[Page extract — start]

Unrelated to any other condition, hypersomnia can be considered a sleep disorder, but it is more often symptomatic of other factors, health conditions and sleep disorders.

If the sleep disorder is severe, the resulting hypersomnia is also usually severe, over time becoming a serious sleep disorder in itself.

Primary hypersomnia originates in the brain. Depending on the specific cause and how severe the daytime sleepiness, it can certainly be classed as a serious sleep disorder.

Secondary hypersomnia can be a symptom of a serious sleep disorder, or a side-effect of medication. It can also be a side-effect of ill health, age-related hormonal and other changes, acute anxiety, chronic stress conditions, bad diet, alcohol and drug abuse, bad sleeping habits, or environmental factors that disturb night-time sleeping (such as noise or light pollution).

  • It is frequently symptomatic of sleep apnea and is often a precursor to an apnea diagnosis.

[Page extract — finish]

_Questions to answer:_
[A] Transcribe the part of the hypersomnia passage that begins with the words containing "Primary hypersomnia originates" and ends with "or light pollution).".
[B] According to the hypersomnia passage, where does primary hypersomnia originate?

[Supplied entries — start]

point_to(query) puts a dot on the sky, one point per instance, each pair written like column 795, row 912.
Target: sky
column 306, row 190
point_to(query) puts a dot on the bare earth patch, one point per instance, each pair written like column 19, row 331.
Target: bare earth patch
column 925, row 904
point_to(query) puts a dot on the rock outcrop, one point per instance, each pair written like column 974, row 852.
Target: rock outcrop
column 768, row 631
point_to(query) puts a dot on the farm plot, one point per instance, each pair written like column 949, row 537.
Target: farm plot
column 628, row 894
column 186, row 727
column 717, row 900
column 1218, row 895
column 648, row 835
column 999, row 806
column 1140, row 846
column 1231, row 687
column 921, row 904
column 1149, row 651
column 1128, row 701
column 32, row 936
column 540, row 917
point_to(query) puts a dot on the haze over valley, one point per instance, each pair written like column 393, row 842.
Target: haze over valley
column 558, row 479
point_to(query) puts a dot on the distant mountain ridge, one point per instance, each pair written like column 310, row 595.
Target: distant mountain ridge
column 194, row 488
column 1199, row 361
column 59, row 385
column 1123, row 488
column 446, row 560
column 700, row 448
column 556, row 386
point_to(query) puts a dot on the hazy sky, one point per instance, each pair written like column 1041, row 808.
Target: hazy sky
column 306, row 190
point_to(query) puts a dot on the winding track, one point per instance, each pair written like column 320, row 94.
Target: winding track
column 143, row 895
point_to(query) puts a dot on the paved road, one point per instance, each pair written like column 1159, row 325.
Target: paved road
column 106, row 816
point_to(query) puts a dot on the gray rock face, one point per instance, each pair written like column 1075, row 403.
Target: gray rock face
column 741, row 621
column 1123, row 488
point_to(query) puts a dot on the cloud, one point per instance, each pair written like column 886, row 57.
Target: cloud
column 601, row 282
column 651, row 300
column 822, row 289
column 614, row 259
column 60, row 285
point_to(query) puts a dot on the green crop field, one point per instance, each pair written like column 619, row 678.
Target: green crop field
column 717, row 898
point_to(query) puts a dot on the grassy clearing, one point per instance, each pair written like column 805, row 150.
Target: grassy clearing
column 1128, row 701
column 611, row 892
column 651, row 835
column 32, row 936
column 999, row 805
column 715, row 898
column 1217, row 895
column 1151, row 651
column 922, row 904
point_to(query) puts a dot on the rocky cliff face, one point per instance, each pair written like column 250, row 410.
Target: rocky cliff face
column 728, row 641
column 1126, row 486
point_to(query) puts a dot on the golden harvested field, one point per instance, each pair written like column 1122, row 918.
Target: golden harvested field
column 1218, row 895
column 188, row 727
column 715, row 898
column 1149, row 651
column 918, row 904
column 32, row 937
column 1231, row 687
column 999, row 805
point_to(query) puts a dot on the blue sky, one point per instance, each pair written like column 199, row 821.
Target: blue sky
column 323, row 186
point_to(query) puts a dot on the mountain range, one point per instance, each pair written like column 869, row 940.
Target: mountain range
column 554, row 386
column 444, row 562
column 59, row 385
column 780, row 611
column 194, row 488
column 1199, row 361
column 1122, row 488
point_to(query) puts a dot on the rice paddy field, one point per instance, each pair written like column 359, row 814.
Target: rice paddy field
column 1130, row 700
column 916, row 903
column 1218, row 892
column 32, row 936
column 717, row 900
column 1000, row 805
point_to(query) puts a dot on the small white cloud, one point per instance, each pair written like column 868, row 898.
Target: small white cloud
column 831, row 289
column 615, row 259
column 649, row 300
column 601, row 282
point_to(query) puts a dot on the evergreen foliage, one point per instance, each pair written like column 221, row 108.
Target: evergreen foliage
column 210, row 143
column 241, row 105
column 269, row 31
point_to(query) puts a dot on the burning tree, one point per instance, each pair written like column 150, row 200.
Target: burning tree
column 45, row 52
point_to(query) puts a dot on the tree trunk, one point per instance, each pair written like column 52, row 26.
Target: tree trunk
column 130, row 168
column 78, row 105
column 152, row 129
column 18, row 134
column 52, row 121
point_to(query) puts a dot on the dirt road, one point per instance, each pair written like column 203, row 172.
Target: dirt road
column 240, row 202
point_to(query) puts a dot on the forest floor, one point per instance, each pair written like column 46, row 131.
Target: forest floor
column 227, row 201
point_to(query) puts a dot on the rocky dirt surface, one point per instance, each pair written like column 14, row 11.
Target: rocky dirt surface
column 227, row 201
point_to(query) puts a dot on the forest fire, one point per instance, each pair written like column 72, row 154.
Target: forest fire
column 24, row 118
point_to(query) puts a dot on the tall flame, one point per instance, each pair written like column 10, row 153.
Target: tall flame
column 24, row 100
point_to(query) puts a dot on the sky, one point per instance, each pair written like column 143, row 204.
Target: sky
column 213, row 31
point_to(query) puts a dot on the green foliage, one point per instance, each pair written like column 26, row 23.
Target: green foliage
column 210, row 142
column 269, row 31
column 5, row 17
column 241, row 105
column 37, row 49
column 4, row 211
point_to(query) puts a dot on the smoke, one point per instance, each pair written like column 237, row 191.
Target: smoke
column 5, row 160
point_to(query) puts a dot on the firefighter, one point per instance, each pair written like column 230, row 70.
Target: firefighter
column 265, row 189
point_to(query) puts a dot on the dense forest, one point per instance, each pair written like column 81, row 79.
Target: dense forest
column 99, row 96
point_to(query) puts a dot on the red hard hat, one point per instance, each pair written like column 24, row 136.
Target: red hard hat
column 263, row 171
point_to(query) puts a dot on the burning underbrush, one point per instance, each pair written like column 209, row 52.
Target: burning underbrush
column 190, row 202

[Supplied entries — finish]

_Task answers:_
[A]
Primary hypersomnia originates in the brain. Depending on the specific cause and how severe the daytime sleepiness, it can certainly be classed as a serious sleep disorder.

Secondary hypersomnia can be a symptom of a serious sleep disorder, or a side-effect of medication. It can also be a side-effect of ill health, age-related hormonal and other changes, acute anxiety, chronic stress conditions, bad diet, alcohol and drug abuse, bad sleeping habits, or environmental factors that disturb night-time sleeping (such as noise or light pollution).

[B] In the brain.